• [WRITTEN EXERCISE]:
Reproduce the data below line for line without changing anything, but leave out the pictures.
[begin DATA FOR THIS EXERCISE]
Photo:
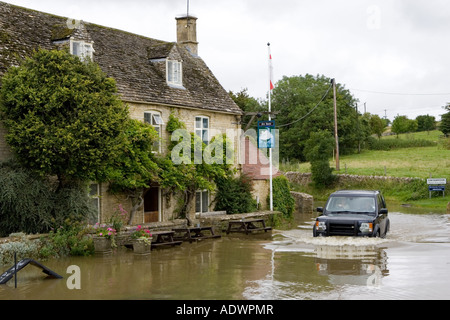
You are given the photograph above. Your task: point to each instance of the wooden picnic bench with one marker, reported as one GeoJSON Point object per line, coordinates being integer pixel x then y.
{"type": "Point", "coordinates": [195, 233]}
{"type": "Point", "coordinates": [247, 226]}
{"type": "Point", "coordinates": [164, 238]}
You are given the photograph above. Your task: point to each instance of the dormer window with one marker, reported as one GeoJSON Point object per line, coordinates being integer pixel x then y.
{"type": "Point", "coordinates": [154, 119]}
{"type": "Point", "coordinates": [174, 73]}
{"type": "Point", "coordinates": [83, 50]}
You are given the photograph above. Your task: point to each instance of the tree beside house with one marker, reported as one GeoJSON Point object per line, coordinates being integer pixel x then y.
{"type": "Point", "coordinates": [158, 81]}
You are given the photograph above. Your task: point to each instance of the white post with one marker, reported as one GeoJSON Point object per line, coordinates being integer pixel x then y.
{"type": "Point", "coordinates": [270, 118]}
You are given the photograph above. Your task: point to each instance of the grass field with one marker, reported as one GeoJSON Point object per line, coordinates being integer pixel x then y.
{"type": "Point", "coordinates": [404, 162]}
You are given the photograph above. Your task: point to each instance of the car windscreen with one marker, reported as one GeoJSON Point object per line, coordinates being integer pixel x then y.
{"type": "Point", "coordinates": [341, 204]}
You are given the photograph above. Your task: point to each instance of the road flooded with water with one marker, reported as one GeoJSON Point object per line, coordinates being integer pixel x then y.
{"type": "Point", "coordinates": [412, 262]}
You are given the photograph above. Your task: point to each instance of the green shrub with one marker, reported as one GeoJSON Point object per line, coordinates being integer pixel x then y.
{"type": "Point", "coordinates": [32, 204]}
{"type": "Point", "coordinates": [22, 246]}
{"type": "Point", "coordinates": [282, 198]}
{"type": "Point", "coordinates": [72, 239]}
{"type": "Point", "coordinates": [234, 195]}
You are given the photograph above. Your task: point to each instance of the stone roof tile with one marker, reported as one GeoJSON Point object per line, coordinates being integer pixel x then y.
{"type": "Point", "coordinates": [135, 62]}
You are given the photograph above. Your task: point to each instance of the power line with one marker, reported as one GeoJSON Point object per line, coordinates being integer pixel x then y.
{"type": "Point", "coordinates": [403, 94]}
{"type": "Point", "coordinates": [311, 111]}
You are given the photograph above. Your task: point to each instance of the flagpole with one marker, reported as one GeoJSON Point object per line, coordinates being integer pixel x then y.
{"type": "Point", "coordinates": [270, 118]}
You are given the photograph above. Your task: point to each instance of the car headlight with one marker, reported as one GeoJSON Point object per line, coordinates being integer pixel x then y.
{"type": "Point", "coordinates": [366, 227]}
{"type": "Point", "coordinates": [321, 226]}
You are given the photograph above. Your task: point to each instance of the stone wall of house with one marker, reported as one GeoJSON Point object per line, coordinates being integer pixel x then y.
{"type": "Point", "coordinates": [219, 122]}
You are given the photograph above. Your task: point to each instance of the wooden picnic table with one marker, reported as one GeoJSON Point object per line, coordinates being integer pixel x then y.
{"type": "Point", "coordinates": [195, 233]}
{"type": "Point", "coordinates": [164, 238]}
{"type": "Point", "coordinates": [247, 226]}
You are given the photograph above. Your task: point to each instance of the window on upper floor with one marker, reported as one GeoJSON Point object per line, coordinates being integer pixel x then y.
{"type": "Point", "coordinates": [201, 201]}
{"type": "Point", "coordinates": [174, 73]}
{"type": "Point", "coordinates": [202, 128]}
{"type": "Point", "coordinates": [154, 118]}
{"type": "Point", "coordinates": [83, 50]}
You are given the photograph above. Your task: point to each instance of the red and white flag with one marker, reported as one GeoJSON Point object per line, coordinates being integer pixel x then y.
{"type": "Point", "coordinates": [271, 86]}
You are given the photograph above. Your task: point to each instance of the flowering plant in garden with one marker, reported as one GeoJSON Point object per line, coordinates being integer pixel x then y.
{"type": "Point", "coordinates": [118, 218]}
{"type": "Point", "coordinates": [102, 230]}
{"type": "Point", "coordinates": [142, 234]}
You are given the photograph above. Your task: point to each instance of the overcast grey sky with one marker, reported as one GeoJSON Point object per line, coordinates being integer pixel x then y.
{"type": "Point", "coordinates": [392, 55]}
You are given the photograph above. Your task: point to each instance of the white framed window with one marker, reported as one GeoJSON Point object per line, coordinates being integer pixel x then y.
{"type": "Point", "coordinates": [174, 73]}
{"type": "Point", "coordinates": [202, 128]}
{"type": "Point", "coordinates": [154, 118]}
{"type": "Point", "coordinates": [83, 50]}
{"type": "Point", "coordinates": [201, 201]}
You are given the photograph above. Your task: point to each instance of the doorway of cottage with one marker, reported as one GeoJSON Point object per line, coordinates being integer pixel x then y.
{"type": "Point", "coordinates": [152, 205]}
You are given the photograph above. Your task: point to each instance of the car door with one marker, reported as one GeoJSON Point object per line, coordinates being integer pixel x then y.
{"type": "Point", "coordinates": [382, 215]}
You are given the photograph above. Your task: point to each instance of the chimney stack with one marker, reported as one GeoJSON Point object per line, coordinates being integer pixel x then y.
{"type": "Point", "coordinates": [187, 33]}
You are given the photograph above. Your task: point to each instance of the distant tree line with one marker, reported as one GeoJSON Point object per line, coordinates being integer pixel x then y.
{"type": "Point", "coordinates": [304, 107]}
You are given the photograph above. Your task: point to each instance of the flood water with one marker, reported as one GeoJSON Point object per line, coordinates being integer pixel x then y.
{"type": "Point", "coordinates": [413, 262]}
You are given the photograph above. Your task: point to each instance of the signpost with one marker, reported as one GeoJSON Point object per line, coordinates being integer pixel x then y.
{"type": "Point", "coordinates": [266, 134]}
{"type": "Point", "coordinates": [437, 184]}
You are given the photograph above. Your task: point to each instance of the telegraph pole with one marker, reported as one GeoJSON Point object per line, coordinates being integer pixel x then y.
{"type": "Point", "coordinates": [335, 124]}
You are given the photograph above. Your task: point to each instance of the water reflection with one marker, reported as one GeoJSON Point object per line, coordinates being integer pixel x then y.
{"type": "Point", "coordinates": [412, 262]}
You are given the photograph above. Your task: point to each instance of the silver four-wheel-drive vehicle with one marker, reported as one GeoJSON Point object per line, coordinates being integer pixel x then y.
{"type": "Point", "coordinates": [353, 213]}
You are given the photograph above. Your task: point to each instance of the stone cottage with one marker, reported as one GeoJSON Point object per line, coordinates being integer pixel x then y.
{"type": "Point", "coordinates": [155, 78]}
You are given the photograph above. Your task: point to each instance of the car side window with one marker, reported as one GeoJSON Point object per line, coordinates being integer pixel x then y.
{"type": "Point", "coordinates": [381, 203]}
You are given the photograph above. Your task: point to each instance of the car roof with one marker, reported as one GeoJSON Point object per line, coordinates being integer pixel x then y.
{"type": "Point", "coordinates": [355, 192]}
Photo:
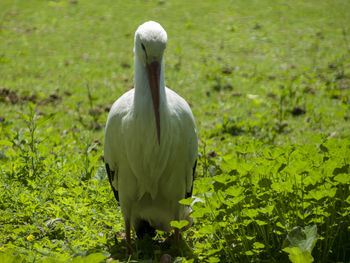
[end DATA FOR THIS EXERCISE]
• [RESULT OF THIS TASK]:
Photo:
You are given the photograph above. Your task: point to each instance of the wooden picnic bench with one marker, reported as one GeoJSON Point object per line, coordinates being integer pixel x then y.
{"type": "Point", "coordinates": [195, 233]}
{"type": "Point", "coordinates": [247, 226]}
{"type": "Point", "coordinates": [164, 238]}
You are given the photograph above. Your task: point to each instance of the dormer window with one marker, reported as one GeoJSON Point object per line, coordinates being integer pixel x then y.
{"type": "Point", "coordinates": [154, 119]}
{"type": "Point", "coordinates": [174, 73]}
{"type": "Point", "coordinates": [83, 50]}
You are given the photograph above. Your task: point to each instance of the tree beside house with one marker, reported as one GeoJSON Point object per line, coordinates being integer pixel x then y.
{"type": "Point", "coordinates": [158, 81]}
You are given the photograph above. Your task: point to each instance of the white post with one marker, reported as one GeoJSON Point object per line, coordinates being integer pixel x then y.
{"type": "Point", "coordinates": [270, 118]}
You are given the photograph above. Your task: point to each instance of the grass field with one marker, reported as one GeoJSON Point object per line, coordinates being integer pixel x then y.
{"type": "Point", "coordinates": [404, 162]}
You are given the photograph above. Your task: point to each instance of the car windscreen with one marker, reported as one GeoJSON Point object per line, coordinates being integer pixel x then y.
{"type": "Point", "coordinates": [341, 204]}
You are given the photograph above. Your task: point to each instance of the road flooded with water with one marker, reported as one GeoJSON Point object per line, coordinates being integer pixel x then y.
{"type": "Point", "coordinates": [412, 262]}
You are given the photograph above. Your task: point to each instance of the green shrub with one marker, reported as one GeoJSON Point object per line, coordinates being integer pixel x then y.
{"type": "Point", "coordinates": [32, 204]}
{"type": "Point", "coordinates": [22, 246]}
{"type": "Point", "coordinates": [282, 198]}
{"type": "Point", "coordinates": [72, 239]}
{"type": "Point", "coordinates": [234, 195]}
You are given the photograph above. Your task: point to each instance of the stone roof tile with one marker, reported as one GeoJSON Point object per line, coordinates being integer pixel x then y.
{"type": "Point", "coordinates": [135, 62]}
You are given the photograph above. Your task: point to each instance of the power line with one marker, reported as one GeoJSON Point object per line, coordinates being integer pixel x then y.
{"type": "Point", "coordinates": [403, 94]}
{"type": "Point", "coordinates": [311, 111]}
You are given the photograph above. Your task: point to each instance of the flagpole with one marker, reported as one GeoJSON Point object per line, coordinates being integer pixel x then y.
{"type": "Point", "coordinates": [270, 118]}
You are given the photograph above. Your task: point to each instance of the car headlight with one marker, reported as one GeoJSON Point object per line, coordinates being integer pixel x then y.
{"type": "Point", "coordinates": [366, 227]}
{"type": "Point", "coordinates": [321, 226]}
You are given the photograph above. Your task: point to each instance of the stone wall of house with one marker, reported as one GeoJSON Point object per line, coordinates being integer pixel x then y.
{"type": "Point", "coordinates": [219, 122]}
You are given the photograph above. Your task: point to each instance of the wooden picnic table with one marker, reported as one GeoJSON Point object per line, coordinates being integer pixel x then y.
{"type": "Point", "coordinates": [195, 233]}
{"type": "Point", "coordinates": [164, 238]}
{"type": "Point", "coordinates": [247, 226]}
You are given the photograph above. Your task: point to each instance of the window on upper floor with one marker, reported as one GeoJSON Point object per line, coordinates being integer pixel x then y.
{"type": "Point", "coordinates": [201, 201]}
{"type": "Point", "coordinates": [174, 73]}
{"type": "Point", "coordinates": [202, 128]}
{"type": "Point", "coordinates": [154, 118]}
{"type": "Point", "coordinates": [83, 50]}
You are given the photograph above. Your task: point to each instance of the red and white flag with one marker, reported as one GeoJSON Point object per line, coordinates being integer pixel x then y.
{"type": "Point", "coordinates": [271, 86]}
You are given the photograph above. Your task: point to each instance of the flowering plant in garden with one marker, reported as one GeoJSON Point object per line, coordinates being integer pixel x then y.
{"type": "Point", "coordinates": [118, 218]}
{"type": "Point", "coordinates": [102, 230]}
{"type": "Point", "coordinates": [142, 234]}
You are given the photograph above. Your task: point to each instance of the overcast grey sky with one marker, reported as one GeoJSON Point object per line, coordinates being integer pixel x then y.
{"type": "Point", "coordinates": [392, 55]}
You are given the photograph above. Your task: point to each instance of the white framed window with one marker, reported as one GeoJSON Point object per line, coordinates being integer pixel x then y.
{"type": "Point", "coordinates": [174, 73]}
{"type": "Point", "coordinates": [202, 128]}
{"type": "Point", "coordinates": [154, 118]}
{"type": "Point", "coordinates": [83, 50]}
{"type": "Point", "coordinates": [201, 201]}
You are given the photograph above. Your task: point to each instance of the doorway of cottage with one marker, reported as one GeoJSON Point object per line, coordinates being integer pixel x then y.
{"type": "Point", "coordinates": [152, 205]}
You are given the photograph above. Your task: point to each instance of the car door with one marker, reported as one GeoJSON Point object per line, coordinates being integer pixel x then y.
{"type": "Point", "coordinates": [382, 215]}
You are given the photograph above. Your task: point to each instance of the chimney stack with one marker, reported as one GeoJSON Point object per line, coordinates being integer pixel x then y.
{"type": "Point", "coordinates": [187, 33]}
You are given the photograph above. Your task: point to each instance of the distant tree line with one marker, reported as one GeoJSON Point object per line, coordinates being integer pixel x then y.
{"type": "Point", "coordinates": [304, 107]}
You are given the photograph above. Your task: point to each instance of the flood water with one marker, reported as one GeoJSON Point object per line, coordinates being integer pixel x then y.
{"type": "Point", "coordinates": [413, 262]}
You are given the photograph above. Your task: point to each instance of the signpost with one marker, reported as one GeoJSON Point object per line, coordinates being integer pixel x then y.
{"type": "Point", "coordinates": [266, 134]}
{"type": "Point", "coordinates": [437, 184]}
You are given the photograph above. Your task: point to each instance of the telegraph pole with one marker, reported as one GeoJSON Point object per line, coordinates being integer pixel x then y.
{"type": "Point", "coordinates": [335, 124]}
You are given the photograph above. Your task: point to each instance of the water reflection with one marker, reported as one GeoJSON Point object per line, coordinates being integer pixel x then y.
{"type": "Point", "coordinates": [412, 262]}
You are given the photograph above. Your task: point to each instance of the silver four-wheel-drive vehicle with one marker, reported as one GeoJSON Point object per line, coordinates being integer pixel x then y.
{"type": "Point", "coordinates": [353, 213]}
You are given the photograph above. Your task: point to each instance of the stone cottage with one marker, reported as one GeoJSON Point object per line, coordinates being integer pixel x then y.
{"type": "Point", "coordinates": [155, 78]}
You are given the photograph above. Your task: point to each instance of the car side window with one marker, reported as one GeoJSON Point object per line, coordinates being integer pixel x then y.
{"type": "Point", "coordinates": [381, 203]}
You are given the photograph above. Your task: point to each instance of the car roof with one marker, reported as one GeoJSON Point object per line, coordinates being integer pixel x then y.
{"type": "Point", "coordinates": [355, 192]}
Photo:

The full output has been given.